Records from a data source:
========
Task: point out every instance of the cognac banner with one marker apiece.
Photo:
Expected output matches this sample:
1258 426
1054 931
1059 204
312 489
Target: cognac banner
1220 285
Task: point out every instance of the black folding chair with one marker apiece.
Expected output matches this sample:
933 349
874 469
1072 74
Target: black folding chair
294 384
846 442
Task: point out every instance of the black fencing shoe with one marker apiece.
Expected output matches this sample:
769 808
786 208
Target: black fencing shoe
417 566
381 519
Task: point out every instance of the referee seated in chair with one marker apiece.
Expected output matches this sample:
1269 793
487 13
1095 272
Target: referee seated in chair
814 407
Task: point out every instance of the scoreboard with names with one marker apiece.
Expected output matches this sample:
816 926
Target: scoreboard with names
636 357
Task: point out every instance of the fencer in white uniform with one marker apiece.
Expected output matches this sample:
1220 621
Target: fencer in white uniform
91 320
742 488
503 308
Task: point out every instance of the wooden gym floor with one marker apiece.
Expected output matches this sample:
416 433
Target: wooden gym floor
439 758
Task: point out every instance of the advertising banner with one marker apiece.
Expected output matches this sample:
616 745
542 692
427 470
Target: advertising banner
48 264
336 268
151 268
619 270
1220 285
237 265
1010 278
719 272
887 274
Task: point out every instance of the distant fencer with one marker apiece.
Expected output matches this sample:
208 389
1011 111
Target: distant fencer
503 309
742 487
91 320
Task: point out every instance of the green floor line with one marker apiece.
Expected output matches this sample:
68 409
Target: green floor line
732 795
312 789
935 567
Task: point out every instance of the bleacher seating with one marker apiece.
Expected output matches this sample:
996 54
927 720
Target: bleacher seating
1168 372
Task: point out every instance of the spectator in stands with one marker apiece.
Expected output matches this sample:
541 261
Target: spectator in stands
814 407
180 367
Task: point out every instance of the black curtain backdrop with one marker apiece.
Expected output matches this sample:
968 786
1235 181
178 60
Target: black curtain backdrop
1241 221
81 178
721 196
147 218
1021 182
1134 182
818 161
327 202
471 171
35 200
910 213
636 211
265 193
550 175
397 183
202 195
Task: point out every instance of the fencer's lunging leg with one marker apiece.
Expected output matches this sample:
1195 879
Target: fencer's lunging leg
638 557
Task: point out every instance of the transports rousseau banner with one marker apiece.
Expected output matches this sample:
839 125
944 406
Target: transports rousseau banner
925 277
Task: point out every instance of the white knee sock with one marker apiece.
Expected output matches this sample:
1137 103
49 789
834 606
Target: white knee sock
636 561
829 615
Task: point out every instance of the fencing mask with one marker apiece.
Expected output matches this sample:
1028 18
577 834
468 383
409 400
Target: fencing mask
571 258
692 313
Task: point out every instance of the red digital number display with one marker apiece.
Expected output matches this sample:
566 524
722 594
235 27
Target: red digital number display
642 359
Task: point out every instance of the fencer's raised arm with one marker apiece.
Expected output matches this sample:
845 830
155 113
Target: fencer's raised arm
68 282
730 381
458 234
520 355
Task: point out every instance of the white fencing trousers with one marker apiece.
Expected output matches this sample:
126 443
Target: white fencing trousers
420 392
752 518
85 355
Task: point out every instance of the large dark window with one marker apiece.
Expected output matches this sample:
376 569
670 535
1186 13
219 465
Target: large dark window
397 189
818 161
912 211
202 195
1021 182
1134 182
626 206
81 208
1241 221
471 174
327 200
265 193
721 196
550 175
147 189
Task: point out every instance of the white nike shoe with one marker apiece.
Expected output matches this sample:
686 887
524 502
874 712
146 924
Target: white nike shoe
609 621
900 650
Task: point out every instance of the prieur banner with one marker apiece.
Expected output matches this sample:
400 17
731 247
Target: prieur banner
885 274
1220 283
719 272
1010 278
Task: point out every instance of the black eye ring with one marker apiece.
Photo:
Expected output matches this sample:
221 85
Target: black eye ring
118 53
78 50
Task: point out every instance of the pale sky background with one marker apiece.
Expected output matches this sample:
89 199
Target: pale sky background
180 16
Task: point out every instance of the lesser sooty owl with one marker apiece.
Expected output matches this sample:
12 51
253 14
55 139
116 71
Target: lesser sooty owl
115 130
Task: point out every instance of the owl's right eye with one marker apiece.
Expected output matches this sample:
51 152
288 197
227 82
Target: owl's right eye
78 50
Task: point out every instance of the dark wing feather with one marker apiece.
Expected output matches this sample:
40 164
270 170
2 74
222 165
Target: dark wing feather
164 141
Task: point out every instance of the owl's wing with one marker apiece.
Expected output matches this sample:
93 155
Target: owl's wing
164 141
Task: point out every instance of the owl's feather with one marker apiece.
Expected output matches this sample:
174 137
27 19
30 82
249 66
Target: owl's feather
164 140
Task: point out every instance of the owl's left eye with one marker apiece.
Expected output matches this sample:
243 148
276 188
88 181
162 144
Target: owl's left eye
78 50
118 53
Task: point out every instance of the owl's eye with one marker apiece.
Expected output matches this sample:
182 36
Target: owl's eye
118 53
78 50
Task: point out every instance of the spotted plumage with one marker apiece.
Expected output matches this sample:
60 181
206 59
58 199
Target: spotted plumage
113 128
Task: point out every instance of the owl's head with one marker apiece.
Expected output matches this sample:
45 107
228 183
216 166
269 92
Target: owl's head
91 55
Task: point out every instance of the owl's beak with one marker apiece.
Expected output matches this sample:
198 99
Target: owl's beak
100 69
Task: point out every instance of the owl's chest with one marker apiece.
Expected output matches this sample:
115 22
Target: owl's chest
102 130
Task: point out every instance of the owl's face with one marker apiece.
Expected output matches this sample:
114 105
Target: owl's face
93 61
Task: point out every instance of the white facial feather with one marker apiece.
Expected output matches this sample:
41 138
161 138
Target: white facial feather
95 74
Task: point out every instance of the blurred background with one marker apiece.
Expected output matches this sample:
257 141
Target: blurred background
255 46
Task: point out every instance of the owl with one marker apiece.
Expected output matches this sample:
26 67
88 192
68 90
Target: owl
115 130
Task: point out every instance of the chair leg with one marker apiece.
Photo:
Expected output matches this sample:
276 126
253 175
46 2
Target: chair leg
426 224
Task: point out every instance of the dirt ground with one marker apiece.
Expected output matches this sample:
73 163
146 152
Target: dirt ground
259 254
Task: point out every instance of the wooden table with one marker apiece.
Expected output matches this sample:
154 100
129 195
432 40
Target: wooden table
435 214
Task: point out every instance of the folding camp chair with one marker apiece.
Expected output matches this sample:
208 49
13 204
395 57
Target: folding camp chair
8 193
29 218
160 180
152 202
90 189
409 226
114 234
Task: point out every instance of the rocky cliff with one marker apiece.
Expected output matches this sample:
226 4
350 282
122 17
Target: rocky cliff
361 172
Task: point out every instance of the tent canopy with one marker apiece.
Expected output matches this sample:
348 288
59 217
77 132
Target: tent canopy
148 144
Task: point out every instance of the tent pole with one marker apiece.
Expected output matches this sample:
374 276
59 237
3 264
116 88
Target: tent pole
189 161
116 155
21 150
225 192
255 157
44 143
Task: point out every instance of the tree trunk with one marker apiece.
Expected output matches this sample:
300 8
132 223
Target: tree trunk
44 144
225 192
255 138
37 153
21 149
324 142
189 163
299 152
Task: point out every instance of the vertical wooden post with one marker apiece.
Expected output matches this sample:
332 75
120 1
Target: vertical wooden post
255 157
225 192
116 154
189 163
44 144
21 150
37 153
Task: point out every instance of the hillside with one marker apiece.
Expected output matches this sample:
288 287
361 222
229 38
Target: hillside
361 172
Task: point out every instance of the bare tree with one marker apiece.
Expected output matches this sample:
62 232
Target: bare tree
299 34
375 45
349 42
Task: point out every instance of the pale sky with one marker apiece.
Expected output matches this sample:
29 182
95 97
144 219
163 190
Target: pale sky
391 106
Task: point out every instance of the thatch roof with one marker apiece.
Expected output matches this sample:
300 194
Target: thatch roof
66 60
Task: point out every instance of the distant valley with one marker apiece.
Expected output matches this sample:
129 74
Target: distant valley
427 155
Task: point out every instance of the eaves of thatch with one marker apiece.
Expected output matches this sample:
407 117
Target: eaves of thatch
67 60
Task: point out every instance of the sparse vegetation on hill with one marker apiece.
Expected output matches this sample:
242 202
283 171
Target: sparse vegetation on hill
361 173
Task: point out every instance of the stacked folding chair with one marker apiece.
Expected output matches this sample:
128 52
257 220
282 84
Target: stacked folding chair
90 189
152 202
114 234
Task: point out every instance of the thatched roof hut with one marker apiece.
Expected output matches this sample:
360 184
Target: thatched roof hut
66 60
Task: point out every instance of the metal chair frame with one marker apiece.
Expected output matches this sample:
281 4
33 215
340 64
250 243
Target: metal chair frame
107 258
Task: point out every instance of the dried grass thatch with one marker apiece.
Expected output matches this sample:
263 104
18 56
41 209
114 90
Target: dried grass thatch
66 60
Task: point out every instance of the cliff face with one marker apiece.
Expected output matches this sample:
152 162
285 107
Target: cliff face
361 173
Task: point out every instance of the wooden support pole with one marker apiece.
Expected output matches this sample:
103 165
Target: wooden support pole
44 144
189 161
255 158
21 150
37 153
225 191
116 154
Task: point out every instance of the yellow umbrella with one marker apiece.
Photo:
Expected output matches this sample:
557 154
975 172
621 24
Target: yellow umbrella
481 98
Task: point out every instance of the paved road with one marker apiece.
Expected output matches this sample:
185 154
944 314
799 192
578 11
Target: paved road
========
*Task goal*.
Convert the data, starting at the line containing "Task: point out every instance of the paved" and ending at the last line, into a Markdown table with columns Row and Line. Omit any blank lines.

*Exercise answer*.
| Row | Line |
|---|---|
| 1 | Task: point out every instance of the paved road with one marker apiece. |
| 2 | Expected output matches this sample: |
| 3 | 185 154 |
| 4 | 944 314 |
| 5 | 799 192 |
| 6 | 578 11 |
| 7 | Target: paved road |